Exercise objective »
Return the material, starting with the line containing "Target: red flag" and continuing through its final line, as a JSON list of strings with one string per line and blank lines omitted.

## Begin Recorded data

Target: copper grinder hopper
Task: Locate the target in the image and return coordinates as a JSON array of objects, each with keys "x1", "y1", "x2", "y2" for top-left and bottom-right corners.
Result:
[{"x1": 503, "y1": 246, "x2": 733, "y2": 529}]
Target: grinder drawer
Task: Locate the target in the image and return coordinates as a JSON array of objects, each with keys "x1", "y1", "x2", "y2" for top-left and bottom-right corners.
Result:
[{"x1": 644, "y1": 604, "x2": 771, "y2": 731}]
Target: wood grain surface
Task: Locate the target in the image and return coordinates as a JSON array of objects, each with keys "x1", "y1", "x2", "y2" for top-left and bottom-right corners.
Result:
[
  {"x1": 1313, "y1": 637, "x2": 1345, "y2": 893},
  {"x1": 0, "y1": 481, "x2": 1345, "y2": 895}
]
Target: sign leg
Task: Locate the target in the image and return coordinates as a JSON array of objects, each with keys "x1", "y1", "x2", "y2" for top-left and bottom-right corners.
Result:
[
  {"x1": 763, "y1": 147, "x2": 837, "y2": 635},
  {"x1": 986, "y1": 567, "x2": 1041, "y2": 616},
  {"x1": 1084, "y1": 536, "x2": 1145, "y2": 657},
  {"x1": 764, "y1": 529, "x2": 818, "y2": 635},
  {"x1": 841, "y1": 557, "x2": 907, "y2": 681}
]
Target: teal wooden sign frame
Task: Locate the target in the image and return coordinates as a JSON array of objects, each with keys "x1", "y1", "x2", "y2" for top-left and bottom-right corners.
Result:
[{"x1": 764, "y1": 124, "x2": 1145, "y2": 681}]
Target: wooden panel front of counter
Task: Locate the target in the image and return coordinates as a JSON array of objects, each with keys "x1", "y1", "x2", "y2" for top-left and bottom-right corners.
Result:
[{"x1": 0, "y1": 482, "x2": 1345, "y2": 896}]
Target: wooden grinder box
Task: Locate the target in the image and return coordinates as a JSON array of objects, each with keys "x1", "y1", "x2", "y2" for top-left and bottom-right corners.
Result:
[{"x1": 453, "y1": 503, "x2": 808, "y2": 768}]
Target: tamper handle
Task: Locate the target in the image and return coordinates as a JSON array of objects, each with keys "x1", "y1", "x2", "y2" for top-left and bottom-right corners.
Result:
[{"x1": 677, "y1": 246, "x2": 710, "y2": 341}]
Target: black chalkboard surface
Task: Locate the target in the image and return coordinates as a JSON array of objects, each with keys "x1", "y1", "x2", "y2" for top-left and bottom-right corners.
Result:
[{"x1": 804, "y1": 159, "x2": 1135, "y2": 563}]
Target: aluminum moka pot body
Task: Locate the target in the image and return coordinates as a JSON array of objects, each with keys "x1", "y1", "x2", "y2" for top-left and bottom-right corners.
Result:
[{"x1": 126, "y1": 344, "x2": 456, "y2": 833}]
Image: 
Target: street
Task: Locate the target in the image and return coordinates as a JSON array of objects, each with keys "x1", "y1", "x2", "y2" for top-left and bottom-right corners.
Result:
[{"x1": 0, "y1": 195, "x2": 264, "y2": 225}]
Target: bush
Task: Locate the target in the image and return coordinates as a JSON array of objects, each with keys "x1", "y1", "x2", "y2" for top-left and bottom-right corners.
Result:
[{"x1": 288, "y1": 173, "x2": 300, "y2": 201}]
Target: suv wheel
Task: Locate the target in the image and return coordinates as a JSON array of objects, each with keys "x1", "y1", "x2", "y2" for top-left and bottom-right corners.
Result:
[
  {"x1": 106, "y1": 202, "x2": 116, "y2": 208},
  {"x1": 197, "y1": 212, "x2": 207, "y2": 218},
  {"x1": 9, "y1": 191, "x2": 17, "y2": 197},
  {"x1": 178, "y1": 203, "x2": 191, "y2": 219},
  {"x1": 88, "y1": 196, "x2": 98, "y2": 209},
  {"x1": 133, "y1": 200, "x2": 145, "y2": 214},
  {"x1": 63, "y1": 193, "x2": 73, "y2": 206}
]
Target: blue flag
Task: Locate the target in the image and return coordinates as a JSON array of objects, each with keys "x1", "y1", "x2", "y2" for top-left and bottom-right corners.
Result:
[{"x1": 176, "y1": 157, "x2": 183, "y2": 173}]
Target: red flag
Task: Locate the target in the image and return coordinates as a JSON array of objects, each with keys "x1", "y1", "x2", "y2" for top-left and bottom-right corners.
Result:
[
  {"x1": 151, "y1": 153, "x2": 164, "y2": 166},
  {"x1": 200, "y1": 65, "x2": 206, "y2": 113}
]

## End Recorded data

Output below »
[
  "Target: red flag",
  "Task: Locate the target in the image and return coordinates as a JSON array of objects, each with keys \"x1\", \"y1\", \"x2\", \"y2\" for top-left and bottom-right corners.",
  "Result:",
  "[",
  "  {\"x1\": 151, \"y1\": 153, \"x2\": 164, \"y2\": 166},",
  "  {\"x1\": 200, \"y1\": 65, \"x2\": 206, \"y2\": 113}",
  "]"
]